> Document extract:
* START *

As reported by MLive, the rally yesterday morning was part of a “Fight for $15” fast-food workers’ campaign for a higher minimum wage when a truck going northbound on Dort Highway ran into the tail end of the group of protesters, before going over the median and hitting a Consumers Energy truck going southbound.
The protestors had convened at Piece of the Rock church across the street from McDonald’s and were just beginning their march. Videos of the incident in progress posted on Facebook showed a misty rain in pre-dawn darkness and most of the protestors in bright red shirts.
Both Mayor Karen Weaver and Democratic gubernatorial candidate Gretchen Whitmer were present at the time of the accident, but according to Weaver, neither of them saw the incident occur due to their location at the front of the rally. “I didn’t see anything because I was in the front… The next thing I knew, we heard sirens,” Weaver said, adding that at first those in attendance thought that someone had passed out.
According to Weaver and Johnson, the City was not properly informed of the scope of the protest and were unable to prepare as a result. “We didn’t set it up. Had that happened we could’ve done those things,” Weaver said, referring to suggestions such as police escorts for the protesters and reflective vests for them to wear. “It was our understanding that it was a press conference. We didn’t know that they were going to march,” Weaver added.
A protest leader who had been on the scene said she was unable to comment. Attempts to contact the Service Employees International Union (SEIU) spokespersons who were supporting the campaign were not successful due to an unavailable phone number and full mailbox.
Chief Johnson encouraged those looking to hold these kinds of events in the future to contact the City of Flint so that the proper setup and precautions can be determined.
“We pray that they are all right and that they recover,” Johnson said. “It was a sad situation to see happen… They never really got a chance to rally because of that,” he added.

* END *

> Work to do:
1) In the rally article, where had the protestors gathered before starting their march?
2) Extract the records word for word, from their first line up to and including the line with "[175,87,190,105]".
The article and the records that follow have no connection to each other.

> Material for this task:
* START *

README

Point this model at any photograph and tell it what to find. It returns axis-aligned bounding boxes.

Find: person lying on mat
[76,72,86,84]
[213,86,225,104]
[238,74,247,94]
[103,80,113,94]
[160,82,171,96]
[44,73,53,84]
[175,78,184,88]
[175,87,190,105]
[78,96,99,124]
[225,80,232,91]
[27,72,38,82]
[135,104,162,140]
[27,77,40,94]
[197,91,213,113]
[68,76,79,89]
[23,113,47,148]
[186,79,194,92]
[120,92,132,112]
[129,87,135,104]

* END *

> The solutions:
1) At Piece of the Rock church, across the street from McDonald's.

2)
README

Point this model at any photograph and tell it what to find. It returns axis-aligned bounding boxes.

Find: person lying on mat
[76,72,86,84]
[213,86,225,104]
[238,74,247,94]
[103,80,113,94]
[160,82,171,96]
[44,73,53,84]
[175,78,184,88]
[175,87,190,105]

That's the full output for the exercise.